Records of labeled points:
* START *

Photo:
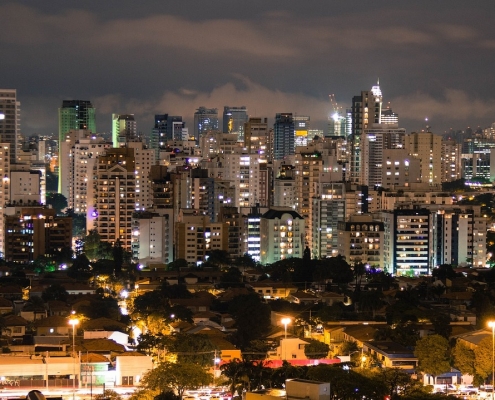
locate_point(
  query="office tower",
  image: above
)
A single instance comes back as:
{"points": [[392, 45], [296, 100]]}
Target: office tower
{"points": [[283, 136], [374, 141], [252, 228], [451, 161], [389, 117], [114, 203], [337, 125], [10, 122], [196, 236], [366, 110], [301, 128], [234, 119], [124, 129], [83, 150], [4, 189], [235, 229], [205, 120], [281, 235], [427, 147], [166, 128], [75, 115], [256, 136], [244, 172], [31, 232]]}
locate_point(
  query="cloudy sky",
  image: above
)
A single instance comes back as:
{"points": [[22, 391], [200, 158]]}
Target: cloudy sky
{"points": [[434, 59]]}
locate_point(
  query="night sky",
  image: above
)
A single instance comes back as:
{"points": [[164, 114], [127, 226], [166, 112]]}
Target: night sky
{"points": [[434, 59]]}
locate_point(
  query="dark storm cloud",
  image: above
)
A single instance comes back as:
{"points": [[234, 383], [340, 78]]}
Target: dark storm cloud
{"points": [[433, 60]]}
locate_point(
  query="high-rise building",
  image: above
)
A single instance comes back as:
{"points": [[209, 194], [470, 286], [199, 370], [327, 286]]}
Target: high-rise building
{"points": [[4, 189], [301, 129], [167, 128], [124, 129], [10, 122], [73, 115], [256, 136], [205, 120], [389, 117], [283, 136], [427, 147], [366, 110], [234, 119]]}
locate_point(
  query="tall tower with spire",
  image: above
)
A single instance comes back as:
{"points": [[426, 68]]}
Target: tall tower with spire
{"points": [[366, 110]]}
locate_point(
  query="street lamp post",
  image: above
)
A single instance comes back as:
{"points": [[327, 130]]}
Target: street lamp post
{"points": [[491, 324], [74, 322], [285, 321]]}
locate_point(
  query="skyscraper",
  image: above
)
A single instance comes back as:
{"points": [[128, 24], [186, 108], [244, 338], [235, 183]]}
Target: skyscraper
{"points": [[205, 119], [366, 110], [73, 115], [123, 129], [166, 127], [283, 136], [10, 121], [234, 119]]}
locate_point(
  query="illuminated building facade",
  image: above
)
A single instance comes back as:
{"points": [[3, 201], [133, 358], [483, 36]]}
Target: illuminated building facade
{"points": [[234, 119]]}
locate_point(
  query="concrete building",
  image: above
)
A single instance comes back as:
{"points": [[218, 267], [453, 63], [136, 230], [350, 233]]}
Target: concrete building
{"points": [[282, 232], [283, 136], [427, 147], [360, 240], [196, 236], [234, 119], [73, 115], [31, 232], [205, 120], [257, 137], [4, 188], [124, 129], [366, 110], [10, 122], [110, 212]]}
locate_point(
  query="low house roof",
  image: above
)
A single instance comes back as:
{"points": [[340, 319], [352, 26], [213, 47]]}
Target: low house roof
{"points": [[14, 320], [104, 323]]}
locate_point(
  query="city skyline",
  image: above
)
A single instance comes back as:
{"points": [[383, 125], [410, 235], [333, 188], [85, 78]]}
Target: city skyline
{"points": [[433, 60]]}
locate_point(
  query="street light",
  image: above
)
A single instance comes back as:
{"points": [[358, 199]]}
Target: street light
{"points": [[491, 324], [285, 321], [74, 322]]}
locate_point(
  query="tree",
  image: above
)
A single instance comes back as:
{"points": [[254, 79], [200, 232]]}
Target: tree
{"points": [[196, 349], [464, 359], [55, 292], [433, 354], [252, 318], [483, 358], [57, 200], [176, 376], [316, 349]]}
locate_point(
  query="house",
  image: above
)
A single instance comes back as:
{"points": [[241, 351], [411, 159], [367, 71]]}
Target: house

* END *

* **What you should do**:
Show each line of the items above that contains the string "lamp". Case counts.

* **The completed task**:
  query="street lamp post",
Target: street lamp post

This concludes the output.